**THE TASK:** The answer should hold only the lines from the one containing "Class requested: tiled roof of apse" through the one containing "Class requested: dense bushes" in the entries below, copied exactly, without pictures.

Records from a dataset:
────────────────────
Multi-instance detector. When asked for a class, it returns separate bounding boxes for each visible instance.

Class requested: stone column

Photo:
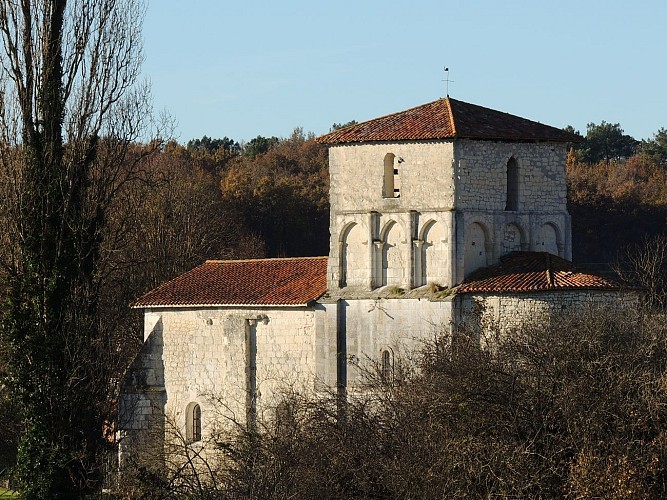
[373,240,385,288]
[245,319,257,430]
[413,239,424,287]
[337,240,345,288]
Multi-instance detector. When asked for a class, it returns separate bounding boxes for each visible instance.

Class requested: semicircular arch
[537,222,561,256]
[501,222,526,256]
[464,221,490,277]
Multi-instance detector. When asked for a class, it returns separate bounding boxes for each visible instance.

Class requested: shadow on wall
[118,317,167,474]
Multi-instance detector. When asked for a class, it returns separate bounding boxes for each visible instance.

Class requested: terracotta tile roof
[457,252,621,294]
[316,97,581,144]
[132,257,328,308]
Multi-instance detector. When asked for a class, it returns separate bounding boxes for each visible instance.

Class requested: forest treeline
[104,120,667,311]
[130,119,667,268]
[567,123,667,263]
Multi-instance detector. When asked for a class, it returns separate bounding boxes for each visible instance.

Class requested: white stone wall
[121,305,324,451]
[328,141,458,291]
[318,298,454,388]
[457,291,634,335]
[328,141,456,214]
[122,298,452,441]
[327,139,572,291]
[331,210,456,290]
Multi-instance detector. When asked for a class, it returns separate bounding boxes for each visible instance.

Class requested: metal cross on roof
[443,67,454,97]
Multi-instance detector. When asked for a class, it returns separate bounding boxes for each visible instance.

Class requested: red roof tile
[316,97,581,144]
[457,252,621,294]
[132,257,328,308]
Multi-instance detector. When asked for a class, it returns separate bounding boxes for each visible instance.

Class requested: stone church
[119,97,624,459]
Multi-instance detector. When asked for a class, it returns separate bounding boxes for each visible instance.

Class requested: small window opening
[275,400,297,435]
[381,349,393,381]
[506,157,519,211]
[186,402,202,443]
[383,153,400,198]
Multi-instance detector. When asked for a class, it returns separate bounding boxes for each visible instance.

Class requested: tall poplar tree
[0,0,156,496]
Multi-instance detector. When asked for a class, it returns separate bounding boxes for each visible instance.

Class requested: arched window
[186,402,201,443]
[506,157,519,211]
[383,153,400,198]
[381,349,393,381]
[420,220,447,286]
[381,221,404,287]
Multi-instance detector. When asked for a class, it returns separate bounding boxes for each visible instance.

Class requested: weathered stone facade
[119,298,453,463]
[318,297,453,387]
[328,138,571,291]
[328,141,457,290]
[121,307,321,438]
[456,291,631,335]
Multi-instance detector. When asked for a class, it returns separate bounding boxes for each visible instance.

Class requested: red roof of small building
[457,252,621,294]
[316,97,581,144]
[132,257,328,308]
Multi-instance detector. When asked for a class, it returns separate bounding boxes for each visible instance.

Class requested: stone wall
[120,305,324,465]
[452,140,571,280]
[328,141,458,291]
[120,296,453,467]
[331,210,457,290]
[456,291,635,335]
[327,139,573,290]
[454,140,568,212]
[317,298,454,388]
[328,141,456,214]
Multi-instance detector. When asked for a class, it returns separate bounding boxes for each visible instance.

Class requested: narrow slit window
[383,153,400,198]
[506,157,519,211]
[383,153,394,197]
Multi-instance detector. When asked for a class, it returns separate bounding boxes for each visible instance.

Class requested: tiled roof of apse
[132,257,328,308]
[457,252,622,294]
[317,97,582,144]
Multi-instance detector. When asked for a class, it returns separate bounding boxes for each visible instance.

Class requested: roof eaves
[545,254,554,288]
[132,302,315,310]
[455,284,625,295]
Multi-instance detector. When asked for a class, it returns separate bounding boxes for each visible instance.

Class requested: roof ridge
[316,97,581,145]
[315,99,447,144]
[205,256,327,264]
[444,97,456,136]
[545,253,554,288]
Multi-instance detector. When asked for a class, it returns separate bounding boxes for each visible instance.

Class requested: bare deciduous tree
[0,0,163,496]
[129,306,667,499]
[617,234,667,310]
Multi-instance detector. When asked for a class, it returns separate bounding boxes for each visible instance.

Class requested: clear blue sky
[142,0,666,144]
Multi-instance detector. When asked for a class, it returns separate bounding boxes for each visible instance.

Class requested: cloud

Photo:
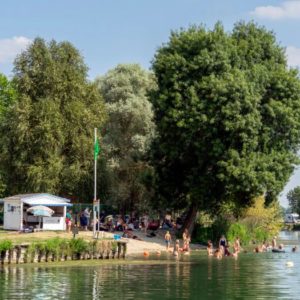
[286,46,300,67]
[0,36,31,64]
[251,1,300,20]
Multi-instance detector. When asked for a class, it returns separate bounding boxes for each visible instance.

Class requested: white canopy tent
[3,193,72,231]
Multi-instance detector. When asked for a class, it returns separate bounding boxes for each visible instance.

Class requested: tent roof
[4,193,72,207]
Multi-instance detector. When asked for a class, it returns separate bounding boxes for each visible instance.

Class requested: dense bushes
────────────────────
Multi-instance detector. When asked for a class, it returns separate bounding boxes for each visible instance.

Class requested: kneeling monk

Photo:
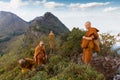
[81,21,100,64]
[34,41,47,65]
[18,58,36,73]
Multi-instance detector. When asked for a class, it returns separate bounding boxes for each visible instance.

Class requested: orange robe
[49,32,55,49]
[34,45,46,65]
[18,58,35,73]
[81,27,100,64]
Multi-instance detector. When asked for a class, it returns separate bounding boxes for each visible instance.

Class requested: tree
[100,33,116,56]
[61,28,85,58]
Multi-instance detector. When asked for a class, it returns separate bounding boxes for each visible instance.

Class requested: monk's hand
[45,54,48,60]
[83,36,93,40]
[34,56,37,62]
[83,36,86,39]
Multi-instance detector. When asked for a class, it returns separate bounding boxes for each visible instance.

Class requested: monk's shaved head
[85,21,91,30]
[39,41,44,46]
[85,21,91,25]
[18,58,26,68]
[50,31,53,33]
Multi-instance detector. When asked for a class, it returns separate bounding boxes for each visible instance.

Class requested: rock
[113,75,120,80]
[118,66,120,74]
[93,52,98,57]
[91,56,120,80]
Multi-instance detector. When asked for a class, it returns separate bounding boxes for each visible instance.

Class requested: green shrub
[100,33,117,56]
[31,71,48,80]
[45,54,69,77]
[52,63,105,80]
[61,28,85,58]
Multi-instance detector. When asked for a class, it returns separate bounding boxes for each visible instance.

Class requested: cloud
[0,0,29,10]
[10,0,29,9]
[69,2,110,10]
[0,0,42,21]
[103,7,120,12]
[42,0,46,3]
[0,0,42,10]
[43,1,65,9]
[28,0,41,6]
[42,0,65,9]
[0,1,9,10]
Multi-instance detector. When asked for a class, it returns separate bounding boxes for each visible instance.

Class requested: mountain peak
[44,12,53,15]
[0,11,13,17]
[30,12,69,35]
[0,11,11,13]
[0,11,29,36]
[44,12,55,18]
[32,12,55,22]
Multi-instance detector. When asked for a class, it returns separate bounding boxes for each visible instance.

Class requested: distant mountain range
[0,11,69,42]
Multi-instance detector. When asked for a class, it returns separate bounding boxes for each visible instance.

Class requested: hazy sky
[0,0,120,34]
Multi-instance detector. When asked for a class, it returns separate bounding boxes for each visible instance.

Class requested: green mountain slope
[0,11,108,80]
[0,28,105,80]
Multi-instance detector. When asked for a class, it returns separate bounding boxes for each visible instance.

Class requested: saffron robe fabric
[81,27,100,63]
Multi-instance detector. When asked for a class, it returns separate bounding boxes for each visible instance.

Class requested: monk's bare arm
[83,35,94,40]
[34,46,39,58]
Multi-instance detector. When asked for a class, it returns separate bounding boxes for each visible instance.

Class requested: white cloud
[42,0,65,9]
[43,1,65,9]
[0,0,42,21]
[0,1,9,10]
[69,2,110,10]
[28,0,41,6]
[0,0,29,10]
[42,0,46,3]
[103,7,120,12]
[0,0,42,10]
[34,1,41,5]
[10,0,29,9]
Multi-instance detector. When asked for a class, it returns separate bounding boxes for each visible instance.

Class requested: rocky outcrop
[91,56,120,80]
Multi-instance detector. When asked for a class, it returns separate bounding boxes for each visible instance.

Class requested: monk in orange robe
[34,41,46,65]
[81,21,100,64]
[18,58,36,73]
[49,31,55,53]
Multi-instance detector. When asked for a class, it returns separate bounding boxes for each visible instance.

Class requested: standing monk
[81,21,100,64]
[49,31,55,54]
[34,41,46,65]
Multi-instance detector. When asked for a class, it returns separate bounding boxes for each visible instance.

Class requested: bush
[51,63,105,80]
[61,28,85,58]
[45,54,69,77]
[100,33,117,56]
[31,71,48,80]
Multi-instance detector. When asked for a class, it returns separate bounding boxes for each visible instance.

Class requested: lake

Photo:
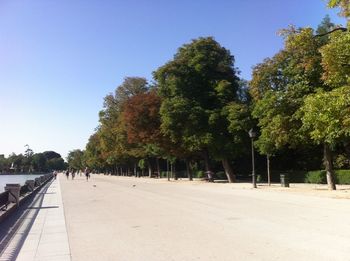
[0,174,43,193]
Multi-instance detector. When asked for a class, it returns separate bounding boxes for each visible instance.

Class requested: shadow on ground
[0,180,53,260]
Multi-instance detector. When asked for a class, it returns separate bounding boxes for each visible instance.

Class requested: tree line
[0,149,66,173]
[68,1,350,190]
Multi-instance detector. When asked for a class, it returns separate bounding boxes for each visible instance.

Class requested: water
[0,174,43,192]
────────────────────
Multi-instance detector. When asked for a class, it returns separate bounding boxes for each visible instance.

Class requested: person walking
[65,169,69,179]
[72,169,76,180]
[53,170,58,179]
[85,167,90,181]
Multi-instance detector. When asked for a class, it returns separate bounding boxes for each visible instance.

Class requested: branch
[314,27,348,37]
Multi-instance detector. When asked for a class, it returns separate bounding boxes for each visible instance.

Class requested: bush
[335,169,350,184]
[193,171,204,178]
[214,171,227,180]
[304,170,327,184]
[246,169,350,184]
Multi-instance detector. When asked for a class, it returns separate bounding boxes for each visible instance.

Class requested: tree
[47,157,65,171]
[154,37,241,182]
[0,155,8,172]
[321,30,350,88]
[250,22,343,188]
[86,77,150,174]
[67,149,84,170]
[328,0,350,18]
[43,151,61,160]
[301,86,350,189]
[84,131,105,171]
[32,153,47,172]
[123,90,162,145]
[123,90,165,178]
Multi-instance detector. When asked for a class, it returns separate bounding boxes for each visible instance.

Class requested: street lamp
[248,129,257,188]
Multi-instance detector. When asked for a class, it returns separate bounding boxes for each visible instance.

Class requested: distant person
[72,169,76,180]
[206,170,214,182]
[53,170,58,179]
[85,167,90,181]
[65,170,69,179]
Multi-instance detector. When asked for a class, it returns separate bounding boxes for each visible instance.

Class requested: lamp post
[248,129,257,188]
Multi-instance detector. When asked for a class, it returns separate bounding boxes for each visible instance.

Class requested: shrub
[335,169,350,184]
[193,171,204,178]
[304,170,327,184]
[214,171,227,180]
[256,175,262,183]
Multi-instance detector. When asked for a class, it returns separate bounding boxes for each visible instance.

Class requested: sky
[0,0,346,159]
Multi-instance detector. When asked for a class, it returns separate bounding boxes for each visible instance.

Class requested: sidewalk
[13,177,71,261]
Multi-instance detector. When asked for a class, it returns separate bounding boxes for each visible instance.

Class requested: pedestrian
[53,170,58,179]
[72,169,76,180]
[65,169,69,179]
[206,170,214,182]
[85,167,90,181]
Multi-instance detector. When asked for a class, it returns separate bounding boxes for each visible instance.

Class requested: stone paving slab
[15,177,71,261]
────────────────────
**YOUR RESPONSE:**
Class requested: tiled roof of apse
[132,257,328,308]
[457,252,622,294]
[317,97,582,144]
Multi-instance detector. When asked for a class, it returns separate bounding boxes for each visible instance.

Class requested: roof eaves
[545,254,554,288]
[132,302,315,310]
[455,284,625,295]
Multi-instance detector. When asked for a class, it returns separate bounding boxes for each visible instance.

Class requested: roof ridge
[316,97,581,145]
[315,99,447,144]
[205,256,327,264]
[444,97,456,136]
[545,253,554,288]
Multi-instance detector. When asked for a class, it returns separate bounding boxes for each visible instance.

Class requested: bare deciduous tree
[0,0,163,496]
[129,306,667,499]
[617,234,667,310]
Multi-instance detector. When asked for a class, it returns separate bounding boxes for each visible instance.

Class requested: clear blue sky
[142,0,666,144]
Multi-instance detector. When asked for a class, it returns separate bounding boxes for each visible instance.

Class requested: cloud

Photo:
[286,46,300,67]
[0,36,31,64]
[251,1,300,20]
Multi-instance detector. When asked for a class, it returns separate bounding boxes for each visible instance.

Class requested: white canopy tent
[3,193,72,231]
Multi-instance detector. When asked for a class, it returns separate bounding boxes for each visible instance.

Class requested: tent roof
[4,193,72,207]
Multi-instance detector. When asked for a class, it returns separate bounding boxes for each visible instance.

Class requested: dense bushes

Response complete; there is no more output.